> _DO THIS_
Reproduce the data below verbatim, keeping every line unchanged.

— START DATA FOR THE TASK —

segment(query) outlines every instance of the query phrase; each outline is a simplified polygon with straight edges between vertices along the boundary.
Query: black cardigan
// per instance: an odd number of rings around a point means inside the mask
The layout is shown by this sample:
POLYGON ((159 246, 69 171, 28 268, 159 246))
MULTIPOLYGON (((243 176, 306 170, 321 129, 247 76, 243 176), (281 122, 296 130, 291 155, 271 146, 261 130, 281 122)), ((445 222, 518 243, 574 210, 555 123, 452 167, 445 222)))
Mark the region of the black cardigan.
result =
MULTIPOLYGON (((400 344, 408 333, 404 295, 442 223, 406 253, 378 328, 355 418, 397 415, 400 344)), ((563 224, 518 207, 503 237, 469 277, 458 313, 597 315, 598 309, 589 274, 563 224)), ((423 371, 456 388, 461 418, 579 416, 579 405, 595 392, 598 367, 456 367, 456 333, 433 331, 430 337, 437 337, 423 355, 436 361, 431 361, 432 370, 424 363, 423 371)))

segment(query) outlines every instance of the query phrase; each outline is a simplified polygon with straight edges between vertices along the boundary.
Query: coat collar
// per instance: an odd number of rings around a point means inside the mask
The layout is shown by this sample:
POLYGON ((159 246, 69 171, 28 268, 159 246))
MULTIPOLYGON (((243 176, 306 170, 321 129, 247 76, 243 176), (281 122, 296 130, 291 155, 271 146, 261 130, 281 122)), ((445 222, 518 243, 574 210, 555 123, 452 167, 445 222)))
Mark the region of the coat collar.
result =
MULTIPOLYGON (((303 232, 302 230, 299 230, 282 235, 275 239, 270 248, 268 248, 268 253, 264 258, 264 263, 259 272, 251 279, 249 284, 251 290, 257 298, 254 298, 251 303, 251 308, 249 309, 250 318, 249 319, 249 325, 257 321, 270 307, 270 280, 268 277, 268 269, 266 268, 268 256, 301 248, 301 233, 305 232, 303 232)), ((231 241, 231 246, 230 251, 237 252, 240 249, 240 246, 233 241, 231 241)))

— END DATA FOR THE TASK —

> _EXERCISE SOLUTION_
segment(query) outlines every instance of the query phrase; each outline is a simplified polygon with straight edges between vertices along the boundary.
Query: black cardigan
// per instance: an odd number of rings around a point means inside the mask
The layout is shown by this sample:
POLYGON ((159 246, 69 171, 28 268, 159 246))
MULTIPOLYGON (((243 176, 306 170, 321 129, 247 76, 243 176), (281 122, 296 130, 291 155, 271 146, 261 130, 281 122)), ((445 222, 518 243, 574 210, 555 123, 452 167, 445 222)))
Mark the region of the black cardigan.
result =
MULTIPOLYGON (((400 344, 408 333, 404 295, 442 223, 406 253, 378 328, 355 418, 397 415, 400 344)), ((563 224, 518 207, 503 237, 469 277, 458 313, 597 315, 598 309, 589 274, 563 224)), ((423 371, 456 388, 461 418, 579 416, 579 405, 595 392, 598 367, 456 367, 456 333, 433 331, 430 337, 437 337, 423 355, 436 361, 431 361, 432 370, 424 363, 423 371)))

segment(query) outlines every instance of the query phrase; each outline is a simplified polygon with straight edges between vertices along the boundary.
Query: coat collar
// per instance: an odd number of rings around a point means inside the mask
The layout is shown by this sample:
POLYGON ((159 246, 69 171, 28 268, 159 246))
MULTIPOLYGON (((243 176, 306 170, 321 129, 247 76, 243 176), (281 122, 296 130, 291 155, 271 146, 261 130, 281 122)), ((445 222, 518 243, 574 210, 555 123, 452 167, 445 222)))
Mark the region of the coat collar.
result =
MULTIPOLYGON (((303 232, 302 230, 299 230, 282 235, 275 239, 270 248, 268 248, 268 253, 264 258, 264 263, 259 272, 251 279, 249 284, 251 290, 257 298, 254 298, 251 303, 251 308, 249 309, 250 318, 249 319, 249 325, 257 321, 270 307, 270 280, 268 277, 268 269, 266 268, 268 256, 301 248, 301 233, 305 232, 303 232)), ((231 241, 231 246, 230 251, 237 252, 240 249, 240 246, 233 241, 231 241)))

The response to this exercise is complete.